___ Records for processing

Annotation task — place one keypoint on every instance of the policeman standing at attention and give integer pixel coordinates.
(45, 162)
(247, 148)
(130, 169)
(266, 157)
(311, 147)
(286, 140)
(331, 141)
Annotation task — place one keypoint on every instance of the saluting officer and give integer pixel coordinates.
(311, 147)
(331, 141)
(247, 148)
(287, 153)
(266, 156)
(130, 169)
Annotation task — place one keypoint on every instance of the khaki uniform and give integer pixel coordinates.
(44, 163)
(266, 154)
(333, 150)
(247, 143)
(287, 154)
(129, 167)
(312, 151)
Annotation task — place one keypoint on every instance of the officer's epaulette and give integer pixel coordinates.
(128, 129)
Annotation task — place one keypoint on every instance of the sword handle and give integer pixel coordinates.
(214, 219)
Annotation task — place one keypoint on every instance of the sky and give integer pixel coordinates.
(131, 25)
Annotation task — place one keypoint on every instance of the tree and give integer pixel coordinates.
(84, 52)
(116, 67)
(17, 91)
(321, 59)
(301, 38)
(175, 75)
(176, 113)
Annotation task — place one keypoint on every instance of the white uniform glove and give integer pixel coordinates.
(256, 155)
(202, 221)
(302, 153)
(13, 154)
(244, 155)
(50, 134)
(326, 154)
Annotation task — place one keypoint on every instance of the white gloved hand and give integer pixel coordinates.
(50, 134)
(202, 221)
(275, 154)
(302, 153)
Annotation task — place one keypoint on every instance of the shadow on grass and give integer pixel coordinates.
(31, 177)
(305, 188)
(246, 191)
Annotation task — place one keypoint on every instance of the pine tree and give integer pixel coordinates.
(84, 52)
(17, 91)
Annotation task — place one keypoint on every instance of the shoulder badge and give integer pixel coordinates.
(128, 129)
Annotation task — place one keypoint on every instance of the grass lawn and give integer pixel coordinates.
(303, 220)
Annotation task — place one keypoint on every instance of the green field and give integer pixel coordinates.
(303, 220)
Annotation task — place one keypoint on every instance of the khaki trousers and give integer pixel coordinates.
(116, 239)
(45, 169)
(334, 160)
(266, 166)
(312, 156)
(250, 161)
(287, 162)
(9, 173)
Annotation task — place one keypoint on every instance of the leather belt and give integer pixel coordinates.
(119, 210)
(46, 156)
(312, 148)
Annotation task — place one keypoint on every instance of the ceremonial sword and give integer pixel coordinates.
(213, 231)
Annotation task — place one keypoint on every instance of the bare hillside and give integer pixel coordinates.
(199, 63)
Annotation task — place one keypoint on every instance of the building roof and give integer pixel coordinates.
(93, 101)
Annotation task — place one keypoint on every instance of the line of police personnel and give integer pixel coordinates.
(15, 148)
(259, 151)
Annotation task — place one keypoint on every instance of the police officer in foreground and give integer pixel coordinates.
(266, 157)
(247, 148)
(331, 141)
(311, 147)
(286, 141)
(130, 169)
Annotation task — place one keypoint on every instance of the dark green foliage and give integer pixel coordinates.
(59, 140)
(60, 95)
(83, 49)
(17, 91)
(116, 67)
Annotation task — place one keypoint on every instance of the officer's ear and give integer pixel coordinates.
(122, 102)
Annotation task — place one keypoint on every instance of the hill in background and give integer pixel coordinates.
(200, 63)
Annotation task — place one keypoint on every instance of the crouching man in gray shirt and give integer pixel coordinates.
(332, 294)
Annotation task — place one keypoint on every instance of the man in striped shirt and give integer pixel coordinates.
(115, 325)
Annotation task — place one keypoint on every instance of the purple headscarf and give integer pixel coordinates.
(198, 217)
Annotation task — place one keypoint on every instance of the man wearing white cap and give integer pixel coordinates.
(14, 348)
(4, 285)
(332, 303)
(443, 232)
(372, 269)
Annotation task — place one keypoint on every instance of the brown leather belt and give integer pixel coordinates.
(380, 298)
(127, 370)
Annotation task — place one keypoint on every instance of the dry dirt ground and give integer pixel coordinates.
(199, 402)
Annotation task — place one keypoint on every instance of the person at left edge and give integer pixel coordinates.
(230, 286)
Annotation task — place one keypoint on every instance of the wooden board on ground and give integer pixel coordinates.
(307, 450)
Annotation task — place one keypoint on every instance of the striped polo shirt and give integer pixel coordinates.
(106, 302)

______

> _Work required_
The whole listing, word for word, is the required answer.

> _Result of this task_
Annotation task — place one keypoint on every instance of the policeman standing at attention and give integer pixel coordinates.
(45, 162)
(247, 148)
(130, 169)
(266, 157)
(311, 147)
(286, 140)
(331, 141)
Annotation task — place one keypoint on every instance of the saluting officer and give integer pixel coordinates.
(311, 147)
(331, 141)
(247, 148)
(287, 153)
(266, 156)
(130, 169)
Annotation task — place one keypoint on every instance of the khaki uniform and give integer pixel coordinates.
(44, 163)
(266, 154)
(333, 150)
(247, 143)
(287, 154)
(129, 167)
(312, 151)
Annotation task — place one keypoint on every instance of the officer's epaulette and give integer pixel coordinates.
(128, 129)
Annotation task — place one keypoint on every instance of the sword handle and give integer pixel coordinates.
(214, 219)
Annotation task — place one keypoint on every instance of the sky and give integer pixel coordinates.
(131, 25)
Annotation task — place one keypoint on every instance of the tree and give integer pixel coordinates.
(84, 52)
(116, 67)
(17, 91)
(321, 59)
(301, 38)
(175, 75)
(176, 113)
Annotation task — place one keypoint on every instance of the white uniform glove and give integer pixel coordinates.
(256, 155)
(202, 221)
(302, 153)
(13, 154)
(244, 155)
(50, 134)
(326, 154)
Annotation task — place one keypoint on every instance of the white gloved hand and give integer pixel coordinates.
(50, 134)
(202, 221)
(275, 154)
(302, 153)
Annotation task — place one keypoint on every instance of the shadow on grass and give integer pixel coordinates.
(31, 177)
(305, 188)
(246, 191)
Annotation task — place one keypoint on every instance of the pine tree and give integer pixel coordinates.
(84, 52)
(17, 91)
Annotation task — place one keypoint on every instance of the shoulder badge and give integer pixel coordinates.
(128, 129)
Annotation task — place one keypoint on every instance of the grass lawn and give integer pixel coordinates.
(303, 220)
Annotation task — place one keypoint on every instance of the green field and give integer pixel coordinates.
(303, 220)
Annotation task — place one keypoint on every instance of the khaki trousers and give integer pixel coordinates.
(116, 239)
(45, 169)
(334, 160)
(266, 166)
(312, 156)
(250, 161)
(287, 162)
(9, 173)
Annotation task — place one keypoint on every instance of the leather belt and give integer pixel coordinates.
(119, 210)
(46, 156)
(312, 148)
Annotation task — place one keypoint on every instance of the ceremonial sword and give integer pixel coordinates.
(213, 231)
Annotation task — place one keypoint on every instance of the bare hillside and give integer pixel coordinates.
(199, 63)
Annotation task — place one keypoint on every instance of the building roof and give integer pixel coordinates.
(93, 101)
Annotation task — place one keypoint on every instance of the line of police personnel and give integer pixel coordinates.
(15, 148)
(259, 151)
Annotation task — place one keypoint on every instance of the police officer in foreground and give integer pixel coordinates.
(266, 157)
(247, 148)
(331, 141)
(311, 147)
(286, 141)
(130, 169)
Annotation task — place one keypoint on every instance of the dark green foliage and give integer pixel coordinates.
(59, 140)
(60, 95)
(83, 49)
(17, 91)
(116, 67)
Annotation task — place one keypoint on every instance of the officer's ear and give integer pixel coordinates.
(122, 102)
Annotation task — place one keypoint on every instance of the hill in background and give integer pixel coordinates.
(200, 63)
Annotation task — place one keypoint on every instance of the crouching man in gray shirt and give integer pixel coordinates.
(332, 294)
Annotation task — place one keypoint on every instance of the man in striped shirt and give integer pixel coordinates.
(115, 325)
Annotation task — place one keypoint on every instance of the purple headscarf and give integer pixel coordinates.
(198, 217)
Annotation task — place one keypoint on every instance of the man wearing white cap and give integer pixel coordinates.
(14, 348)
(4, 285)
(332, 303)
(443, 232)
(372, 269)
Annotation task — place one keypoint on every instance of the brown leather belt and give integer pixel coordinates.
(380, 298)
(127, 370)
Annotation task — place one keypoint on every instance of the dry dirt ground and give integer pixel coordinates.
(199, 402)
Annotation task — place one keypoint on every instance of the person at left edge and give integer pixel coordinates.
(230, 286)
Annotation task — place one keypoint on every instance of the wooden board on ground and give integer pixel coordinates.
(307, 450)
Annotation task — place one keypoint on every instance of the striped polo shirt and give integer pixel coordinates.
(106, 302)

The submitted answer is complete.